_Prompt_
Identify all lines of the data containing the string "rock" and copy them.

_Items listed in a dataset_

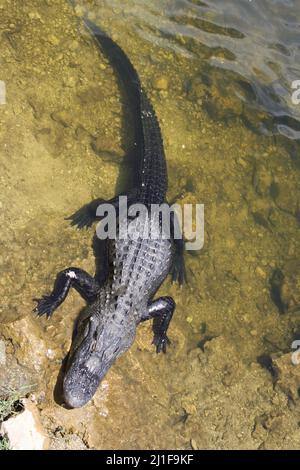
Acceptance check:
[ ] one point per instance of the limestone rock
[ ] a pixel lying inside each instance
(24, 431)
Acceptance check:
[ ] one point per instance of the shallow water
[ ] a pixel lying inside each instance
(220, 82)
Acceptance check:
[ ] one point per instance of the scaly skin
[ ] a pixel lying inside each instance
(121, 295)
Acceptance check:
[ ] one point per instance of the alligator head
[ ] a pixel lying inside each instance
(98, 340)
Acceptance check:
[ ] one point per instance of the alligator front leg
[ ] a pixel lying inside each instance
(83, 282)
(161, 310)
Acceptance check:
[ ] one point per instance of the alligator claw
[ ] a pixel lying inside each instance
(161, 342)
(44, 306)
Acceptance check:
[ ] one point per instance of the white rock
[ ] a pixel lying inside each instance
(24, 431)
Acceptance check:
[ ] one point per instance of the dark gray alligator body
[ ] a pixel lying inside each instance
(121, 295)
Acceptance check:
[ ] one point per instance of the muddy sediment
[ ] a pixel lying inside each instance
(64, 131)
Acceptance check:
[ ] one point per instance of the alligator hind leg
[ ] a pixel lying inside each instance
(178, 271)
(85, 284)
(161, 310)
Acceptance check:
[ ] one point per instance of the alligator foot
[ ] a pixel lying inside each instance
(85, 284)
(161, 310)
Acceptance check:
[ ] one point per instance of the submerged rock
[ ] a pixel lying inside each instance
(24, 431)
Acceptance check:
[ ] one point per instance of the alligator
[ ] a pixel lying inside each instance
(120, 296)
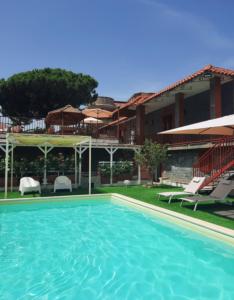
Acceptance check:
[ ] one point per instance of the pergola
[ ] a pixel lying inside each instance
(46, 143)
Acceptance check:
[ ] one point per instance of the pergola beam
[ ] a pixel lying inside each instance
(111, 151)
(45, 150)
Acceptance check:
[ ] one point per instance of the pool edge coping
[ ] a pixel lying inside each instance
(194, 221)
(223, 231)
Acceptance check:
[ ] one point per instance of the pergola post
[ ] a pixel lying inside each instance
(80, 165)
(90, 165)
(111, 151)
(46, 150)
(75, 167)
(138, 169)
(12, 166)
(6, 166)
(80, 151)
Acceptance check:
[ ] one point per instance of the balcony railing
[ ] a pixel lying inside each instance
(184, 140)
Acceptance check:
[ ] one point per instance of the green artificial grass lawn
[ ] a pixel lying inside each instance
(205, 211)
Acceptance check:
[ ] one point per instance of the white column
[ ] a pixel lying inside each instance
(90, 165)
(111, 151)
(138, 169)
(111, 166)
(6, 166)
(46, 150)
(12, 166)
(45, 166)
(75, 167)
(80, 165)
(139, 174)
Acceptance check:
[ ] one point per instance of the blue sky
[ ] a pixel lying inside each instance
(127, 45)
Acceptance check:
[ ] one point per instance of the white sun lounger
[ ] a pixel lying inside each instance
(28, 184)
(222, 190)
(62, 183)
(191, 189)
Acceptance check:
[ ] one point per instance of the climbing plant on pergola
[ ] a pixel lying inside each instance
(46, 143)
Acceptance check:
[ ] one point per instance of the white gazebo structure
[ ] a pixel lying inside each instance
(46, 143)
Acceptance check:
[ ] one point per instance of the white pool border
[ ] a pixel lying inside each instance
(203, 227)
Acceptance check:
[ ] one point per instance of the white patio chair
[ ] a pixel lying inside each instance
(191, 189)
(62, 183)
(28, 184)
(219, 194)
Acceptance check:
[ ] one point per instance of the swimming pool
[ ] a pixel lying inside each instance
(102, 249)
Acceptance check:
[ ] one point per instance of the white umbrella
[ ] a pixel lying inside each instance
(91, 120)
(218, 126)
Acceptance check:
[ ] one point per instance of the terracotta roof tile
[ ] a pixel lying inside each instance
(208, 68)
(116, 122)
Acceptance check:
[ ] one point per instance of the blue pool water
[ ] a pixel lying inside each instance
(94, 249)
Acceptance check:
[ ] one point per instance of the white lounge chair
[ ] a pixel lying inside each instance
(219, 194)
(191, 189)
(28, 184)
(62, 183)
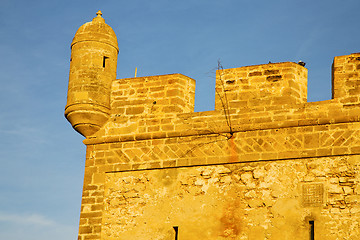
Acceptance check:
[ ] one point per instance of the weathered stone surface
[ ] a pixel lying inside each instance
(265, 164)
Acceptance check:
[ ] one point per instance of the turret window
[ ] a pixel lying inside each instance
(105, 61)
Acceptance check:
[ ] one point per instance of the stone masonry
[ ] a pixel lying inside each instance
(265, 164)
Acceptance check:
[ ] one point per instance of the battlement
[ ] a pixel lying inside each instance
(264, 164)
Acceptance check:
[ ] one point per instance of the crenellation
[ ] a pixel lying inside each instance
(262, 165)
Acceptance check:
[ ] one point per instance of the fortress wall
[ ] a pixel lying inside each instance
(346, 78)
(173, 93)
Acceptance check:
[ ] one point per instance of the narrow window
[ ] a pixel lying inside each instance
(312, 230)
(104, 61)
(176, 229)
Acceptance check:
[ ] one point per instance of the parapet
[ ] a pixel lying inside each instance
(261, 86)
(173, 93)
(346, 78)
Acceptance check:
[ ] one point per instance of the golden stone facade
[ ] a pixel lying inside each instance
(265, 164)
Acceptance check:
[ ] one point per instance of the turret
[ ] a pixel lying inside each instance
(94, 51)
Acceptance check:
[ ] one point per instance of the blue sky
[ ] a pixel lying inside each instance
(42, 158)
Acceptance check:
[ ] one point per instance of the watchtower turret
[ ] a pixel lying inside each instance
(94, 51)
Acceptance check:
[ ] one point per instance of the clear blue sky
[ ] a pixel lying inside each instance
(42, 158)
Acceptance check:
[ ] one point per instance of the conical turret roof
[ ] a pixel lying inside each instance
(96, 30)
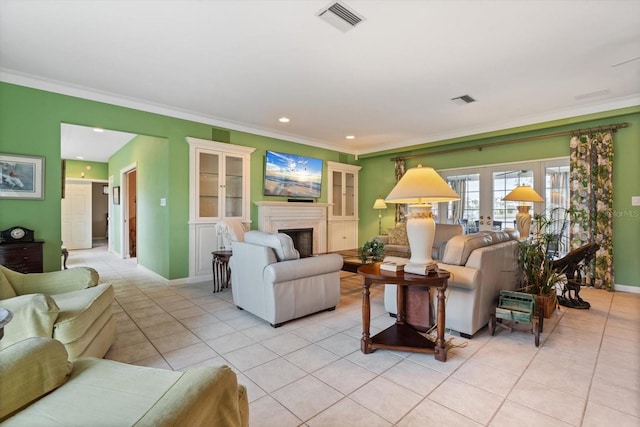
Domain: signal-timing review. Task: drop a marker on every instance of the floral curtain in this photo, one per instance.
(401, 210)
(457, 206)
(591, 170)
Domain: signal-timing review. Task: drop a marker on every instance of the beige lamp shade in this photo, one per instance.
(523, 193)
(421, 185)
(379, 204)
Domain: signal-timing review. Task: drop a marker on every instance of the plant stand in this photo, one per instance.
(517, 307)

--

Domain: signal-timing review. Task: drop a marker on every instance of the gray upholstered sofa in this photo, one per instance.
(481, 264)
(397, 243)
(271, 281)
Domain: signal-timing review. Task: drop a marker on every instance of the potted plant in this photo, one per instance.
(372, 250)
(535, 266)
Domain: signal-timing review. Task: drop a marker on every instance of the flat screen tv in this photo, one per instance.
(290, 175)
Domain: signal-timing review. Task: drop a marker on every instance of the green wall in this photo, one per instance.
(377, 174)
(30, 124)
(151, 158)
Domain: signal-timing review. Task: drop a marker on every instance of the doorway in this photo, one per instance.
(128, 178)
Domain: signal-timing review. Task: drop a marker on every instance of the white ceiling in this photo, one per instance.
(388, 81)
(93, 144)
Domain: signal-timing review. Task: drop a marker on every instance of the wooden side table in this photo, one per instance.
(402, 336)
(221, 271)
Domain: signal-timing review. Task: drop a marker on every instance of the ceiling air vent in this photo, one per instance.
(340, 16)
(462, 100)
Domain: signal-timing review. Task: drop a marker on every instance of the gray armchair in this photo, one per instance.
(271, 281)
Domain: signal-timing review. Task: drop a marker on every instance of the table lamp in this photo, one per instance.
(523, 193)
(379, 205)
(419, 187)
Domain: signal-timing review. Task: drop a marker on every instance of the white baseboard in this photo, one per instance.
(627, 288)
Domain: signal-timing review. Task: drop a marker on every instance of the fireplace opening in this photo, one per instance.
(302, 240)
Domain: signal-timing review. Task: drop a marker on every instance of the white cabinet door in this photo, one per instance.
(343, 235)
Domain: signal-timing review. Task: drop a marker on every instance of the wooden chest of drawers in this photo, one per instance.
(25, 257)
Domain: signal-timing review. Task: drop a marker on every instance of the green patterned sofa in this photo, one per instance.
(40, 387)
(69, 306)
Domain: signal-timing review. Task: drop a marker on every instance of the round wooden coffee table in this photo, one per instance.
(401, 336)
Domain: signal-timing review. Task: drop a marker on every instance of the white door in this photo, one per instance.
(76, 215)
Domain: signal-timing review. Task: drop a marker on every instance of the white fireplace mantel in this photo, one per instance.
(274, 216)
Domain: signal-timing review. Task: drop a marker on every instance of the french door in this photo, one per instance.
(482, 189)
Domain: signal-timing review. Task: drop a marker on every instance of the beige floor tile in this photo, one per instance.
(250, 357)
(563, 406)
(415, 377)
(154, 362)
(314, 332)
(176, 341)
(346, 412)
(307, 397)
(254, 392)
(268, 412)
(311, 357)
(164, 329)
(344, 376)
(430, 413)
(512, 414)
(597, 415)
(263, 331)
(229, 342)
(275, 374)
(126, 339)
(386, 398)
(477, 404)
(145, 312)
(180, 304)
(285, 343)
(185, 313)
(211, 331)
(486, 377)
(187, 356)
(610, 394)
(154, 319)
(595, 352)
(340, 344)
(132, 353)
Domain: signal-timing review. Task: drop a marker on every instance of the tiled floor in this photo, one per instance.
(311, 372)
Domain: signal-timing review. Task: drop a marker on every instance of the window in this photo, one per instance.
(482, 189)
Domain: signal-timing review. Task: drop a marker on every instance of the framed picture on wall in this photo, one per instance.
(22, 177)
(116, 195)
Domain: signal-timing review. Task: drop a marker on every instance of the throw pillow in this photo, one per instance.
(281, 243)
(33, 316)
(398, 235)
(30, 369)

_Task answer_
[ ] one point per instance of the limestone rock
[ ] one point per instance of the white rock
[ ] one point per instance of the submerged rock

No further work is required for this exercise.